TASK BRIEF: Each line below should be quoted exactly, please.

DATASET RECORDS:
··········
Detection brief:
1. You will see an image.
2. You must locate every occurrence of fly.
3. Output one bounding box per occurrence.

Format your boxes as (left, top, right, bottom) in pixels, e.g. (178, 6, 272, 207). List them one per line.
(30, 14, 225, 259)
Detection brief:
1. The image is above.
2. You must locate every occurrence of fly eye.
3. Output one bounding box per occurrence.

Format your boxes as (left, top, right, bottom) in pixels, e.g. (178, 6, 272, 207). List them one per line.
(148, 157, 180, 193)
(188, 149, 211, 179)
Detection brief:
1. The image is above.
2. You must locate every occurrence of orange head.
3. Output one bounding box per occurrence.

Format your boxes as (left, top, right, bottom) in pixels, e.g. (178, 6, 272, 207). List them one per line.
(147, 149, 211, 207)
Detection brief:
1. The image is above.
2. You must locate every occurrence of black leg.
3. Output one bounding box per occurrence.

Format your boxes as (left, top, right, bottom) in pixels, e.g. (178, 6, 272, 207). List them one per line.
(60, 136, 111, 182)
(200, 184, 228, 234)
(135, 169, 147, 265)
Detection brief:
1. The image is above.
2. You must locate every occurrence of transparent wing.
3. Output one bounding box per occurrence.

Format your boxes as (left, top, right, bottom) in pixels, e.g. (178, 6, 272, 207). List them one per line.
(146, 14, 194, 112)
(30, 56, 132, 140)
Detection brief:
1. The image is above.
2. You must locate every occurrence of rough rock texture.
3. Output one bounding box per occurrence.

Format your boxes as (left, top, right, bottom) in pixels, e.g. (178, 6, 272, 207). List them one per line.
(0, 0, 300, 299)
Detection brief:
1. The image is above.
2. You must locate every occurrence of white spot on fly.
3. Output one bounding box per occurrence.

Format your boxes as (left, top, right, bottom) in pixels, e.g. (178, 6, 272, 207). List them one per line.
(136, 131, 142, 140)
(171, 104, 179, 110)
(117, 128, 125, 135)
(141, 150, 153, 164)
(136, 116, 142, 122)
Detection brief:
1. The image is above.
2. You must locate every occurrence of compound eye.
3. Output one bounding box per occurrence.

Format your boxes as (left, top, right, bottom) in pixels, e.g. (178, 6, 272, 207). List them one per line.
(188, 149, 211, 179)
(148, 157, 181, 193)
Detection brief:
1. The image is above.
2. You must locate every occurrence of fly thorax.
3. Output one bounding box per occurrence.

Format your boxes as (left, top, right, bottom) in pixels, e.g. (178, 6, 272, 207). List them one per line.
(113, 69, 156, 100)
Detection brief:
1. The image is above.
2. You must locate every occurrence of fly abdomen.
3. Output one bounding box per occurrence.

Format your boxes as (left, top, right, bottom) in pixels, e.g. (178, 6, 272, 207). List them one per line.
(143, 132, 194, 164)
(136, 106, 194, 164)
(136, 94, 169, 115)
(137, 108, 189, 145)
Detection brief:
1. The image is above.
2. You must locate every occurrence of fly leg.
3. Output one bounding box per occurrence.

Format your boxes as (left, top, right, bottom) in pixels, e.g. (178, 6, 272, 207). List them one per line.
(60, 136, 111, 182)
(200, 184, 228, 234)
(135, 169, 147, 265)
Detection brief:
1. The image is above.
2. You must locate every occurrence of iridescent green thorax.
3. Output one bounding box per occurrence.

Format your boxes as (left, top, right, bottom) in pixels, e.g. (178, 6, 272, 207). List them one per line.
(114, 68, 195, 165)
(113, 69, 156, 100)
··········
SOLVED EXERCISE:
Detection brief:
1. You will see an image.
2. You must locate every occurrence of fly.
3. Output one bounding box per occurrence.

Format your boxes as (left, top, right, bottom) in pixels, e.g. (178, 6, 272, 207). List them one per line.
(30, 14, 225, 259)
Detection brief:
1. The image is above.
2. You must locate every occurrence of fly eye.
3. Output one bounding box per occurrence.

Format your boxes as (left, top, right, bottom) in pixels, e.g. (178, 6, 272, 207). List them one per line.
(148, 157, 180, 193)
(188, 149, 211, 179)
Detection brief:
1. The image is above.
2. You must locate every occurrence of orange head.
3. Output one bounding box per occurrence.

Format your boxes as (left, top, right, bottom) in pixels, e.g. (178, 6, 272, 207). List them one per line.
(147, 149, 211, 207)
Detection brief:
1. The image is above.
2. You must locate every occurrence of black leg.
3. Output one bounding box per occurrence.

Format your boxes as (left, top, right, bottom) in pixels, e.g. (178, 6, 272, 207). List them one per line.
(60, 136, 111, 182)
(200, 184, 228, 234)
(135, 169, 147, 265)
Detection brief:
1. The image is above.
2. You must locate every occurrence of transparent wing.
3. Output one bounding box per occurrence.

Format your boxes as (left, top, right, bottom) in pixels, e.g. (178, 6, 272, 207). List them one per line.
(146, 14, 194, 112)
(30, 56, 132, 140)
Detection brief:
1. The image is above.
2. You must locate every occurrence of rough rock texture.
3. Output one bounding box per occurrence.

Format your boxes as (left, top, right, bottom) in pixels, e.g. (178, 6, 272, 207). List them one per line.
(0, 0, 300, 299)
Detection brief:
1. The image is above.
2. You must locate every occurrence of white spot on fly.
3. Output one bounding box per occurrence.

Format your boxes as (left, top, right, bottom) in pixels, e.g. (178, 6, 272, 207). List them one per line.
(136, 131, 142, 140)
(171, 104, 179, 110)
(117, 128, 125, 135)
(141, 150, 153, 164)
(136, 116, 142, 122)
Detection brief:
1. The image is above.
2. You must locate every occurrence of compound eye.
3. Output one bounding box per occurrence.

Format your boxes as (left, top, right, bottom) in pixels, e.g. (178, 6, 272, 207). List them one per line.
(188, 149, 211, 179)
(148, 157, 181, 193)
Detection brief:
1. The image is above.
2. You must locate every occurrence of fly thorax.
3. Output one bounding box per occurrence.

Format your boxes as (left, top, right, bottom) in pixels, e.g. (178, 6, 272, 207). List them one per line.
(113, 69, 156, 100)
Detection brief:
1. The image is above.
2. You must locate every occurrence of fly abdomen.
3. Output one bounding box per occurrence.

Format your boxes as (left, top, right, bottom) in pixels, e.g. (178, 6, 272, 207). List them one per line.
(143, 132, 194, 164)
(136, 106, 194, 164)
(136, 94, 169, 115)
(137, 108, 189, 145)
Detection brief:
1. The image is above.
2. You must locate every occurrence of fly leg.
3. Output one bounding box per occurrence.

Format your boxes as (left, top, right, bottom) in pixels, e.g. (178, 6, 272, 207). List them one per line.
(60, 136, 111, 182)
(200, 184, 228, 234)
(135, 169, 147, 265)
Detection brief:
1. The image is above.
2. You must locate every occurrence of iridescent green thorax.
3. Output one bounding box per occurrence.

Format your boxes as (left, top, right, bottom) in pixels, e.g. (178, 6, 272, 207). List them one per line.
(114, 68, 195, 165)
(113, 69, 156, 100)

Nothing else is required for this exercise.